▸ Your goal
Repeat the lines of the listing below exactly, starting at the line that contains "Objective — for every instance of the empty" and running through the last line, both included, and only those.

━━━━━ Records shown

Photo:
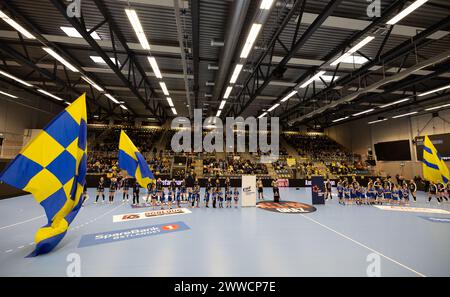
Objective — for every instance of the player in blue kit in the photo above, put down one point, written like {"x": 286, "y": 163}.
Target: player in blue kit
{"x": 347, "y": 194}
{"x": 196, "y": 193}
{"x": 405, "y": 194}
{"x": 178, "y": 197}
{"x": 363, "y": 195}
{"x": 170, "y": 197}
{"x": 328, "y": 188}
{"x": 358, "y": 195}
{"x": 380, "y": 193}
{"x": 236, "y": 197}
{"x": 387, "y": 193}
{"x": 352, "y": 194}
{"x": 340, "y": 190}
{"x": 220, "y": 197}
{"x": 162, "y": 198}
{"x": 214, "y": 197}
{"x": 228, "y": 197}
{"x": 395, "y": 195}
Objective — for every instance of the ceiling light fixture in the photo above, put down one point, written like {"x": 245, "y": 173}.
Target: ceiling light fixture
{"x": 406, "y": 11}
{"x": 16, "y": 26}
{"x": 60, "y": 59}
{"x": 136, "y": 24}
{"x": 353, "y": 50}
{"x": 252, "y": 35}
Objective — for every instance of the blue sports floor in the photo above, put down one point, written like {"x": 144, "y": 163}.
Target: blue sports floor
{"x": 333, "y": 241}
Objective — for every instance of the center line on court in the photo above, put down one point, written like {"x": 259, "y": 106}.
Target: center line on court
{"x": 364, "y": 246}
{"x": 29, "y": 220}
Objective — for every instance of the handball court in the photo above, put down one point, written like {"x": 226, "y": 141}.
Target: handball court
{"x": 335, "y": 240}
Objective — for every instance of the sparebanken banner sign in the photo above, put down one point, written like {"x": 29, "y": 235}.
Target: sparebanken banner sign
{"x": 149, "y": 214}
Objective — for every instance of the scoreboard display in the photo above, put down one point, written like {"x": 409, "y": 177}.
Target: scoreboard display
{"x": 440, "y": 141}
{"x": 393, "y": 151}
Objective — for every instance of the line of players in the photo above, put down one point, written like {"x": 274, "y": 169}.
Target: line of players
{"x": 173, "y": 194}
{"x": 380, "y": 192}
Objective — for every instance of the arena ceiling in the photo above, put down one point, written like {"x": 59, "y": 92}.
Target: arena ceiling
{"x": 197, "y": 45}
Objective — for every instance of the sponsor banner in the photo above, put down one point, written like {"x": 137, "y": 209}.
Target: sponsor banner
{"x": 146, "y": 204}
{"x": 289, "y": 207}
{"x": 412, "y": 209}
{"x": 437, "y": 220}
{"x": 248, "y": 190}
{"x": 317, "y": 190}
{"x": 283, "y": 182}
{"x": 291, "y": 162}
{"x": 131, "y": 233}
{"x": 149, "y": 214}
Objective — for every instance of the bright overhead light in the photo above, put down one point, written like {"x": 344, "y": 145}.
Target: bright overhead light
{"x": 438, "y": 107}
{"x": 9, "y": 95}
{"x": 16, "y": 26}
{"x": 134, "y": 20}
{"x": 341, "y": 119}
{"x": 236, "y": 72}
{"x": 89, "y": 81}
{"x": 50, "y": 95}
{"x": 266, "y": 4}
{"x": 273, "y": 107}
{"x": 363, "y": 112}
{"x": 169, "y": 100}
{"x": 254, "y": 31}
{"x": 99, "y": 60}
{"x": 434, "y": 91}
{"x": 15, "y": 78}
{"x": 354, "y": 59}
{"x": 396, "y": 102}
{"x": 315, "y": 77}
{"x": 60, "y": 59}
{"x": 227, "y": 92}
{"x": 289, "y": 95}
{"x": 353, "y": 50}
{"x": 406, "y": 11}
{"x": 155, "y": 67}
{"x": 262, "y": 115}
{"x": 376, "y": 121}
{"x": 405, "y": 115}
{"x": 329, "y": 78}
{"x": 72, "y": 32}
{"x": 222, "y": 104}
{"x": 164, "y": 88}
{"x": 112, "y": 98}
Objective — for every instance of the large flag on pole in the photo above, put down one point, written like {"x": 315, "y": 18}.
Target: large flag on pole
{"x": 434, "y": 168}
{"x": 52, "y": 167}
{"x": 131, "y": 160}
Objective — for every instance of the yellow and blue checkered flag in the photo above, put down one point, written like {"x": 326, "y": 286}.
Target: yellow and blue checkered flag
{"x": 131, "y": 160}
{"x": 434, "y": 168}
{"x": 52, "y": 167}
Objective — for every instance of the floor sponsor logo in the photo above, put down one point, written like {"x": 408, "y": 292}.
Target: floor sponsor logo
{"x": 149, "y": 214}
{"x": 290, "y": 207}
{"x": 131, "y": 233}
{"x": 437, "y": 220}
{"x": 412, "y": 209}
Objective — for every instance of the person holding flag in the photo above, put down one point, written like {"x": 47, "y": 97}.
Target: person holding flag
{"x": 52, "y": 167}
{"x": 131, "y": 160}
{"x": 434, "y": 168}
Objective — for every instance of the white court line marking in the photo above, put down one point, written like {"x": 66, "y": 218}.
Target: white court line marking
{"x": 4, "y": 227}
{"x": 365, "y": 246}
{"x": 74, "y": 228}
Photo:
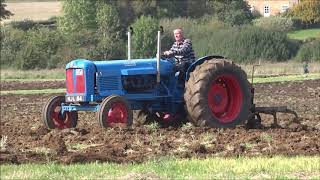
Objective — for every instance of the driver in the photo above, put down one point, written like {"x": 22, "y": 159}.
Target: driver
{"x": 182, "y": 51}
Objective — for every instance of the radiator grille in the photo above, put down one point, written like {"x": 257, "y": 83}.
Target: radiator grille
{"x": 108, "y": 83}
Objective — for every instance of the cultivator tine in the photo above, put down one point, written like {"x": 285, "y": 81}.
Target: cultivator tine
{"x": 274, "y": 110}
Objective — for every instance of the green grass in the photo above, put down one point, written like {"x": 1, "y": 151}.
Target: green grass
{"x": 210, "y": 168}
{"x": 300, "y": 77}
{"x": 304, "y": 34}
{"x": 12, "y": 74}
{"x": 25, "y": 92}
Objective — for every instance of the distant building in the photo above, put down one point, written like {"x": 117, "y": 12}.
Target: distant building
{"x": 271, "y": 7}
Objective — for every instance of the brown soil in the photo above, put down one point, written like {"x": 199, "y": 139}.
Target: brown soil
{"x": 25, "y": 140}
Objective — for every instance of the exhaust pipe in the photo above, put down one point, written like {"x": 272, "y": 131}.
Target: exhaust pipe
{"x": 158, "y": 56}
{"x": 129, "y": 44}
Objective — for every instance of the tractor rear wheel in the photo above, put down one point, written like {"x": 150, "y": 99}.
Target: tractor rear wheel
{"x": 115, "y": 112}
{"x": 218, "y": 94}
{"x": 52, "y": 117}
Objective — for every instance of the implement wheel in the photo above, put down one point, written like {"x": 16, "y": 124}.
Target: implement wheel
{"x": 218, "y": 94}
{"x": 52, "y": 117}
{"x": 115, "y": 112}
{"x": 143, "y": 117}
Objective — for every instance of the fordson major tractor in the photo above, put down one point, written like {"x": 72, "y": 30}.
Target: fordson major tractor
{"x": 215, "y": 93}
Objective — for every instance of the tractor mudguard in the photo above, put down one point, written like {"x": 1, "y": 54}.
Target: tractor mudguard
{"x": 200, "y": 61}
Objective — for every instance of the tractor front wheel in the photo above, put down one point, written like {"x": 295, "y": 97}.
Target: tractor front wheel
{"x": 53, "y": 118}
{"x": 115, "y": 112}
{"x": 143, "y": 117}
{"x": 218, "y": 94}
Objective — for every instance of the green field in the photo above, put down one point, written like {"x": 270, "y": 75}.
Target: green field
{"x": 210, "y": 168}
{"x": 305, "y": 34}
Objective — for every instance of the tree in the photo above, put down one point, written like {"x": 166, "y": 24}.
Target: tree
{"x": 4, "y": 14}
{"x": 308, "y": 11}
{"x": 77, "y": 15}
{"x": 233, "y": 12}
{"x": 109, "y": 29}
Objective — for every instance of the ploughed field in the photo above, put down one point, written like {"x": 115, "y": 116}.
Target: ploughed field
{"x": 24, "y": 138}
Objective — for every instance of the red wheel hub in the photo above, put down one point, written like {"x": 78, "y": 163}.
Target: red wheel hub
{"x": 225, "y": 98}
{"x": 61, "y": 121}
{"x": 118, "y": 113}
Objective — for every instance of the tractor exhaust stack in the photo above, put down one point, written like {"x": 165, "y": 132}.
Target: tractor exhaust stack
{"x": 158, "y": 56}
{"x": 129, "y": 45}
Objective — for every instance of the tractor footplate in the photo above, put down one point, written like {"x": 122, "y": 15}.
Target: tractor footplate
{"x": 273, "y": 111}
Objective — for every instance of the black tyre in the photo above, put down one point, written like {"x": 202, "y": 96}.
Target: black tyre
{"x": 52, "y": 117}
{"x": 115, "y": 112}
{"x": 218, "y": 94}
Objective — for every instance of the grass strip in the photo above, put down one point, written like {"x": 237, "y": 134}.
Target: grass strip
{"x": 277, "y": 167}
{"x": 40, "y": 91}
{"x": 304, "y": 34}
{"x": 300, "y": 77}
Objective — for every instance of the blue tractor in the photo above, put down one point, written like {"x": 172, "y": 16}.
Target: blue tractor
{"x": 215, "y": 93}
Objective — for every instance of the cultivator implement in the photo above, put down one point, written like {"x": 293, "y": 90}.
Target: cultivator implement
{"x": 273, "y": 111}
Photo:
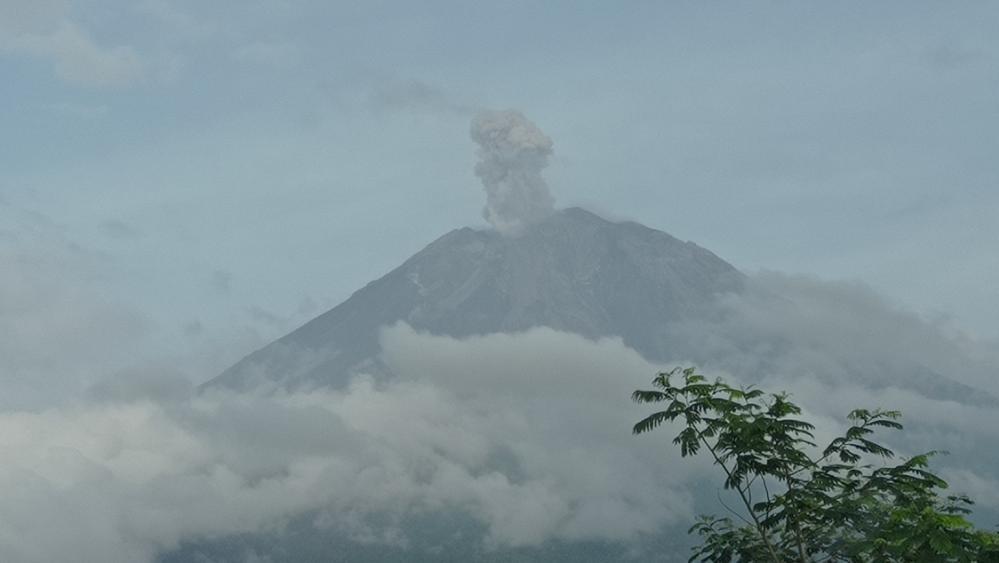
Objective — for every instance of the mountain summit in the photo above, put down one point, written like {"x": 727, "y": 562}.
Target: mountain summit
{"x": 574, "y": 272}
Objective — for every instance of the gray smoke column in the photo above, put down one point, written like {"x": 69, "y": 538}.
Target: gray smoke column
{"x": 512, "y": 153}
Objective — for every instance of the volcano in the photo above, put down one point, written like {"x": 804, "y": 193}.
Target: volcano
{"x": 574, "y": 272}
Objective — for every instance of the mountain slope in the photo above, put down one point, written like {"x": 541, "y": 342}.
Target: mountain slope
{"x": 574, "y": 272}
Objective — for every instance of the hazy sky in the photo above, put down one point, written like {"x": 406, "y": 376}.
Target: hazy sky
{"x": 183, "y": 181}
{"x": 208, "y": 175}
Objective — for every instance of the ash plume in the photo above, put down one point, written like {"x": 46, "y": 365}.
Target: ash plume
{"x": 512, "y": 153}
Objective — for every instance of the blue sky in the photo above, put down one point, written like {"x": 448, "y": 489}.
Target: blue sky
{"x": 219, "y": 172}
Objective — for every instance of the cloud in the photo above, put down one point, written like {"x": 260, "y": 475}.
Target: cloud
{"x": 61, "y": 332}
{"x": 45, "y": 30}
{"x": 512, "y": 154}
{"x": 415, "y": 95}
{"x": 524, "y": 438}
{"x": 538, "y": 456}
{"x": 274, "y": 54}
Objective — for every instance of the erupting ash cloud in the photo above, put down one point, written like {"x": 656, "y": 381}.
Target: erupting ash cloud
{"x": 512, "y": 154}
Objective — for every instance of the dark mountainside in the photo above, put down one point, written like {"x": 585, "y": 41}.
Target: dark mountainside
{"x": 574, "y": 272}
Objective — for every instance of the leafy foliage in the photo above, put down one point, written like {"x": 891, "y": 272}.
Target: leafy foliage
{"x": 845, "y": 502}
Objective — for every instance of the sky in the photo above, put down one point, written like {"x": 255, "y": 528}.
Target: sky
{"x": 230, "y": 169}
{"x": 181, "y": 182}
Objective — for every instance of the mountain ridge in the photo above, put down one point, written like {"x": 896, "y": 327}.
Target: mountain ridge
{"x": 574, "y": 272}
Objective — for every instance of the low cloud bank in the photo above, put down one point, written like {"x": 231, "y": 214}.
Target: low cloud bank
{"x": 527, "y": 436}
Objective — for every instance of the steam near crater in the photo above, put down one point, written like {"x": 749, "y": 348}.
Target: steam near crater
{"x": 513, "y": 151}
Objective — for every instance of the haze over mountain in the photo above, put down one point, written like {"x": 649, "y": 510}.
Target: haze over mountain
{"x": 573, "y": 272}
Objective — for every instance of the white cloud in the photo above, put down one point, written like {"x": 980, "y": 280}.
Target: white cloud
{"x": 126, "y": 480}
{"x": 46, "y": 30}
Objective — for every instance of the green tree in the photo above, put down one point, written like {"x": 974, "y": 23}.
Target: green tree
{"x": 846, "y": 502}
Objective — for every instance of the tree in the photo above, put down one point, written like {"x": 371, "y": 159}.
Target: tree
{"x": 842, "y": 503}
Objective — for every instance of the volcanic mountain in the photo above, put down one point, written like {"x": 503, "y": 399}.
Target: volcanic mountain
{"x": 573, "y": 272}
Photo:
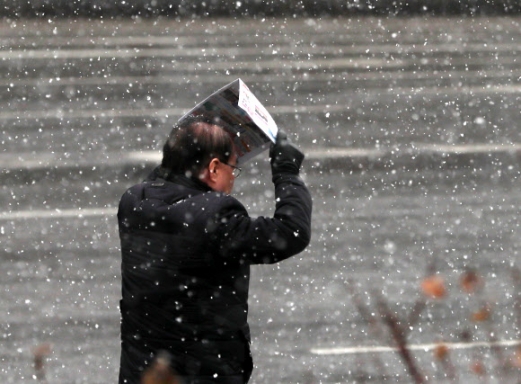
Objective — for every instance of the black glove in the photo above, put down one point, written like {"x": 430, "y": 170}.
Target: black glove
{"x": 285, "y": 157}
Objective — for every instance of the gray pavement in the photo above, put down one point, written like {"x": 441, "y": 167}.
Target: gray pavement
{"x": 410, "y": 127}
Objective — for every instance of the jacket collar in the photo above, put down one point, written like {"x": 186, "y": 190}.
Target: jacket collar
{"x": 163, "y": 173}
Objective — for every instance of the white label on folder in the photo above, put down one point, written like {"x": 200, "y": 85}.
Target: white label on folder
{"x": 256, "y": 111}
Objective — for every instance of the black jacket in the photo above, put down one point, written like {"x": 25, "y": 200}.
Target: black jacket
{"x": 186, "y": 256}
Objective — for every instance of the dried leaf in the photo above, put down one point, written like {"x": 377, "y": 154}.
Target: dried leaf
{"x": 434, "y": 287}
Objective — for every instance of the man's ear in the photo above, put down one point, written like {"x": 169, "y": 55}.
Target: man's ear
{"x": 210, "y": 172}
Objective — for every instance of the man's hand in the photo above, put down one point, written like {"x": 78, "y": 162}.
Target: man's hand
{"x": 285, "y": 157}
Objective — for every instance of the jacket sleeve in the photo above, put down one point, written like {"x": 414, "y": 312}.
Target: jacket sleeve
{"x": 266, "y": 240}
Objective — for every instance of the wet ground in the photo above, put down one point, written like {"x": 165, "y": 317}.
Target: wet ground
{"x": 410, "y": 126}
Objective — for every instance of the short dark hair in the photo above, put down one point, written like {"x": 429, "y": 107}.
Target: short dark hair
{"x": 193, "y": 142}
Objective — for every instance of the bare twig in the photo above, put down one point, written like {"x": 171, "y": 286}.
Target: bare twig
{"x": 399, "y": 336}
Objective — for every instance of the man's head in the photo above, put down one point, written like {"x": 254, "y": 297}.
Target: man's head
{"x": 200, "y": 148}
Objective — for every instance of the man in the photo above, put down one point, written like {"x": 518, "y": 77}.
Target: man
{"x": 187, "y": 247}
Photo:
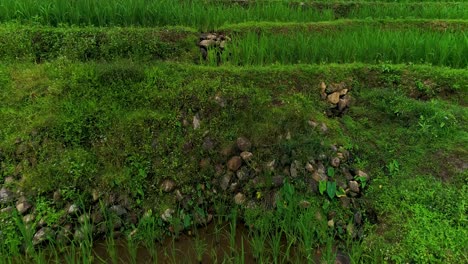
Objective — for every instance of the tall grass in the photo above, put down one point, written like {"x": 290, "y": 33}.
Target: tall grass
{"x": 209, "y": 15}
{"x": 366, "y": 44}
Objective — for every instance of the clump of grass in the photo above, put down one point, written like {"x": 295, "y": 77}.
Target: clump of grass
{"x": 366, "y": 44}
{"x": 208, "y": 15}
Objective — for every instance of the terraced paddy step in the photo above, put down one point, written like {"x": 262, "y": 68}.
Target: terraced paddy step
{"x": 65, "y": 129}
{"x": 441, "y": 42}
{"x": 211, "y": 15}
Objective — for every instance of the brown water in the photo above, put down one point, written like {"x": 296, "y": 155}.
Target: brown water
{"x": 183, "y": 250}
{"x": 217, "y": 249}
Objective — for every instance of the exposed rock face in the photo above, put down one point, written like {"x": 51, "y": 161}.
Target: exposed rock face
{"x": 224, "y": 182}
{"x": 337, "y": 96}
{"x": 42, "y": 235}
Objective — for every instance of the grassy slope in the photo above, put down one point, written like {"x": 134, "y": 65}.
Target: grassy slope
{"x": 406, "y": 127}
{"x": 398, "y": 41}
{"x": 209, "y": 16}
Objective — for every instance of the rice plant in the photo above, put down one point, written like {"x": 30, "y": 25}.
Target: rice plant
{"x": 366, "y": 44}
{"x": 209, "y": 15}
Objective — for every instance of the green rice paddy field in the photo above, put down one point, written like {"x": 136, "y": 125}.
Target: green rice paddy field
{"x": 233, "y": 131}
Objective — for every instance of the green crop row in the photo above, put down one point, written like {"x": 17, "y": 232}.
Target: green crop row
{"x": 46, "y": 43}
{"x": 211, "y": 15}
{"x": 438, "y": 43}
{"x": 119, "y": 128}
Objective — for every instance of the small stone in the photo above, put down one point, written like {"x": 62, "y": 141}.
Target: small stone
{"x": 42, "y": 235}
{"x": 354, "y": 186}
{"x": 179, "y": 195}
{"x": 202, "y": 219}
{"x": 334, "y": 98}
{"x": 239, "y": 198}
{"x": 234, "y": 187}
{"x": 84, "y": 218}
{"x": 234, "y": 163}
{"x": 9, "y": 180}
{"x": 222, "y": 45}
{"x": 118, "y": 210}
{"x": 133, "y": 233}
{"x": 6, "y": 196}
{"x": 335, "y": 162}
{"x": 168, "y": 185}
{"x": 57, "y": 197}
{"x": 224, "y": 182}
{"x": 207, "y": 43}
{"x": 246, "y": 156}
{"x": 167, "y": 215}
{"x": 79, "y": 234}
{"x": 227, "y": 151}
{"x": 205, "y": 163}
{"x": 345, "y": 202}
{"x": 243, "y": 144}
{"x": 96, "y": 195}
{"x": 319, "y": 176}
{"x": 304, "y": 204}
{"x": 360, "y": 173}
{"x": 343, "y": 103}
{"x": 277, "y": 181}
{"x": 196, "y": 122}
{"x": 73, "y": 209}
{"x": 358, "y": 218}
{"x": 323, "y": 128}
{"x": 117, "y": 224}
{"x": 340, "y": 156}
{"x": 318, "y": 216}
{"x": 323, "y": 87}
{"x": 294, "y": 169}
{"x": 220, "y": 101}
{"x": 27, "y": 219}
{"x": 313, "y": 124}
{"x": 8, "y": 209}
{"x": 208, "y": 144}
{"x": 350, "y": 230}
{"x": 42, "y": 222}
{"x": 270, "y": 166}
{"x": 23, "y": 207}
{"x": 242, "y": 173}
{"x": 347, "y": 174}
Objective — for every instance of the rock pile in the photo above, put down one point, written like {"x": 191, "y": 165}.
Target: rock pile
{"x": 243, "y": 179}
{"x": 212, "y": 41}
{"x": 337, "y": 95}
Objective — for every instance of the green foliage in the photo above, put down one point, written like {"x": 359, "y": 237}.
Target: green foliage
{"x": 208, "y": 15}
{"x": 371, "y": 44}
{"x": 331, "y": 189}
{"x": 38, "y": 44}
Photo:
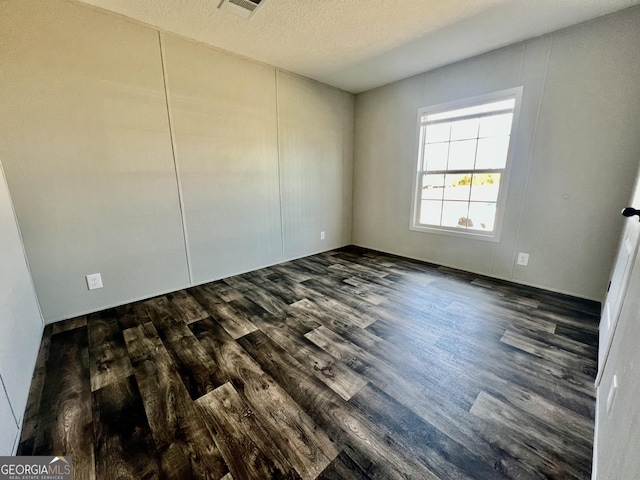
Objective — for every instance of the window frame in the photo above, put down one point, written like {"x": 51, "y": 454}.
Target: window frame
{"x": 494, "y": 236}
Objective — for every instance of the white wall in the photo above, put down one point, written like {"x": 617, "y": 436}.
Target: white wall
{"x": 20, "y": 323}
{"x": 577, "y": 148}
{"x": 88, "y": 139}
{"x": 618, "y": 430}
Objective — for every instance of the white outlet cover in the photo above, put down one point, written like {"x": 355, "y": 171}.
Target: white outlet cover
{"x": 94, "y": 281}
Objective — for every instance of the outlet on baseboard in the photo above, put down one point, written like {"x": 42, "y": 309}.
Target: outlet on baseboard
{"x": 94, "y": 281}
{"x": 523, "y": 259}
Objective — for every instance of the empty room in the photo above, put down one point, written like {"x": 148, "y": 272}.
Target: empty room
{"x": 255, "y": 239}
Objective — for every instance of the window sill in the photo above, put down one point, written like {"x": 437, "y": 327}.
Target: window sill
{"x": 455, "y": 232}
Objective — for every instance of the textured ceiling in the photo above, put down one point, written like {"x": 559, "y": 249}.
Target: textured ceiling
{"x": 357, "y": 45}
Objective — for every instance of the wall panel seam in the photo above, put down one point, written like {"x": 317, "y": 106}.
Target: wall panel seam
{"x": 530, "y": 157}
{"x": 6, "y": 393}
{"x": 175, "y": 158}
{"x": 282, "y": 252}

━━━━━━━━━━

▸ Task response
Objective — for every instance of the empty room in the photo above, put down one point, written like {"x": 148, "y": 272}.
Target: empty room
{"x": 255, "y": 239}
Objective — for every instance of the window sill in the photo above, put down one point, written like {"x": 437, "y": 327}.
Target: window sill
{"x": 455, "y": 232}
Objective — for every instance of the textured ceiling in the photo above, put down one point, written like {"x": 559, "y": 249}.
Target: textured ceiling
{"x": 357, "y": 45}
Objective — for every instance of the wall panel seam in the photo above, put down one point, written like {"x": 317, "y": 106}.
Target: wall panel seam
{"x": 530, "y": 157}
{"x": 6, "y": 393}
{"x": 175, "y": 158}
{"x": 282, "y": 252}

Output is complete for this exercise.